■ **Testo estratto**:
——————

Un bambino seduto a terra sotto l’albero, con il capo chino. Attorno a lui delle pietre, perché non andasse oltre il cerchio delimitato. “Dov’è mamma?” le chiede l’oblata Maria, che era lì in piena campagna per effettuare la solita questua (olio, pane, legumi, farine). Ed ecco apparire i genitori, che faticano a prendersi cura del figliuolo affetto da disabilità psichica perché impossibilitati a mantenerlo. Siamo nel 1956, quel bambino poteva avere 8 anni e di lì a poco sarebbe entrato nel centro di riabilitazione sociale di Tropea “Don Mottola”, oggi riferimento per tutta la Calabria e per il sud.
È il racconto di Lucia Amato, 85 anni, originaria di Messina, che aveva rinunciato alla carriera pubblica della docenza per diventare oblata laica del Sacro Cuore – la cosiddetta “certosina della strada” – e che studiando a Vibo Valentia in quegli anni all’Istituto magistrale, invitata da una sua professoressa di lettere, aveva conosciuto il beato sacerdote calabrese don Francesco Mottola (1901-1969), fondatore della famiglia degli Oblati e delle Oblate del Sacro Cuore e della Casa della Carità (oggi case sparse in tutta Italia). Luoghi destinati ad accogliere la disabilità fisica e mentale, i “nuju du mundu”, ossia i nessuno del mondo, secondo un’espressione dialettale usata dallo stesso sacerdote.Nella diocesi di Mileto-Nicotera-Tropea il centro d’inclusione sociale intitolato a don Mottola nella località turistica balneare di Tropea, così come il Museo civico diocesano, sono stati realizzati grazie a don Ignazio Toraldo di Francia, 77 anni, parroco emerito della concattedrale di Tropea.

——————

■ **Record dell'esercizio**:

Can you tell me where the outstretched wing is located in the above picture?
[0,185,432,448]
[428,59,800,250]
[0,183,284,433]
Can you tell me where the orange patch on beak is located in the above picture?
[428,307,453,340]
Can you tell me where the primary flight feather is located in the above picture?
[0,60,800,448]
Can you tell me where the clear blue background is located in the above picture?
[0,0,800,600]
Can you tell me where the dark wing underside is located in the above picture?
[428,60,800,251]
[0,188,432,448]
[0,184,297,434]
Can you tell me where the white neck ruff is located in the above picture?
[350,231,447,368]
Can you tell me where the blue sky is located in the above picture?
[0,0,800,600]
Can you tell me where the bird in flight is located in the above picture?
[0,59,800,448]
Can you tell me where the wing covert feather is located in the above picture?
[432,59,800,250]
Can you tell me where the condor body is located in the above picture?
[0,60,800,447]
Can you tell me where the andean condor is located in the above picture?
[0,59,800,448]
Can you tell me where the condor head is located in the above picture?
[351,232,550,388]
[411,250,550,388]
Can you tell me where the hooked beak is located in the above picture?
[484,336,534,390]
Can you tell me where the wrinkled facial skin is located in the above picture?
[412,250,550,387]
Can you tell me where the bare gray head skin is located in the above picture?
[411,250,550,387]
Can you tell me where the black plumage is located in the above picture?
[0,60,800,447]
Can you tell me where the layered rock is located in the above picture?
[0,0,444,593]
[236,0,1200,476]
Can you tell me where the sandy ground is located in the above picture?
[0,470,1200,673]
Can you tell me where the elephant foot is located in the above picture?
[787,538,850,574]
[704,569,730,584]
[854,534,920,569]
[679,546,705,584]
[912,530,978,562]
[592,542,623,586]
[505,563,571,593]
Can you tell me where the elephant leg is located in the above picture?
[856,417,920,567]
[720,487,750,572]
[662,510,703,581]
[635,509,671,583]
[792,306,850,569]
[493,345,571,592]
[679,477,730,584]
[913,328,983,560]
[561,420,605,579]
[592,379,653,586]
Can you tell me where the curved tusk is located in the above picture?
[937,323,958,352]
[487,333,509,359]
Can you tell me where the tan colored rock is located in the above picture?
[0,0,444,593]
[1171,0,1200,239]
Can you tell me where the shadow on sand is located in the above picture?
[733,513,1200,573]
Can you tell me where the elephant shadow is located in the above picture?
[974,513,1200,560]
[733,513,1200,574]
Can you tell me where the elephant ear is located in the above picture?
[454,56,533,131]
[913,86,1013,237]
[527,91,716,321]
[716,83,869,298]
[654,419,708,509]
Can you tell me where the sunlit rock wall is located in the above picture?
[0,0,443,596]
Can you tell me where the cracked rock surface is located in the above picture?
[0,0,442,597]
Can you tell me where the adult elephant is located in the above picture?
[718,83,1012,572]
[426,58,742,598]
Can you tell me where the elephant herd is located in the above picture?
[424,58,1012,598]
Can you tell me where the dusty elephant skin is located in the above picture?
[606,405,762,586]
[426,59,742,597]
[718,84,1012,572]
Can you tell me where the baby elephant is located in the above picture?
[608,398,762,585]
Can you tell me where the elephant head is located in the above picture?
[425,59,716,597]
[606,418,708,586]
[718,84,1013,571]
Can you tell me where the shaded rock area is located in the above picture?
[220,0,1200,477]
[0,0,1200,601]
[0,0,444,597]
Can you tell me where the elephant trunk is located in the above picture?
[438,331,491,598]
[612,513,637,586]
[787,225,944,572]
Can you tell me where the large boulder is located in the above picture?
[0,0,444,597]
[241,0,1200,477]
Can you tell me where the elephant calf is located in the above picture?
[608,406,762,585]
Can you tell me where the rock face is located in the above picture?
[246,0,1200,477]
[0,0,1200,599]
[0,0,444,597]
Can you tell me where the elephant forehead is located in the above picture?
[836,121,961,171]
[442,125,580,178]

——————

■ **Compiti da svolgere**:
1. Trascrivi parola per parola il passo del testo su don Mottola che va da "Un bambino seduto" fino a "per il sud." compreso.
2. Nei record, dalla riga con "Can you tell me where the condor head" fino alla riga con "[487,333,509,359]" compresa, sostituisci "elephant" con "mammoth" senza cambiare nient'altro. Riporta soltanto queste righe.

■ **Risposte all'esercizio**:
1.
Un bambino seduto a terra sotto l’albero, con il capo chino. Attorno a lui delle pietre, perché non andasse oltre il cerchio delimitato. “Dov’è mamma?” le chiede l’oblata Maria, che era lì in piena campagna per effettuare la solita questua (olio, pane, legumi, farine). Ed ecco apparire i genitori, che faticano a prendersi cura del figliuolo affetto da disabilità psichica perché impossibilitati a mantenerlo. Siamo nel 1956, quel bambino poteva avere 8 anni e di lì a poco sarebbe entrato nel centro di riabilitazione sociale di Tropea “Don Mottola”, oggi riferimento per tutta la Calabria e per il sud.

2.
Can you tell me where the condor head is located in the above picture?
[351,232,550,388]
[411,250,550,388]
Can you tell me where the hooked beak is located in the above picture?
[484,336,534,390]
Can you tell me where the wrinkled facial skin is located in the above picture?
[412,250,550,387]
Can you tell me where the bare gray head skin is located in the above picture?
[411,250,550,387]
Can you tell me where the black plumage is located in the above picture?
[0,60,800,447]
Can you tell me where the layered rock is located in the above picture?
[0,0,444,593]
[236,0,1200,476]
Can you tell me where the sandy ground is located in the above picture?
[0,470,1200,673]
Can you tell me where the mammoth foot is located in the above picture?
[787,538,850,574]
[704,569,730,584]
[854,534,920,569]
[679,546,705,584]
[912,530,978,562]
[592,542,623,586]
[505,563,571,593]
Can you tell me where the mammoth leg is located in the above picture?
[856,417,920,567]
[720,487,750,572]
[662,510,703,581]
[635,509,671,583]
[792,306,850,569]
[493,345,571,592]
[679,477,730,584]
[913,328,983,560]
[561,420,605,579]
[592,379,653,586]
Can you tell me where the curved tusk is located in the above picture?
[937,323,958,352]
[487,333,509,359]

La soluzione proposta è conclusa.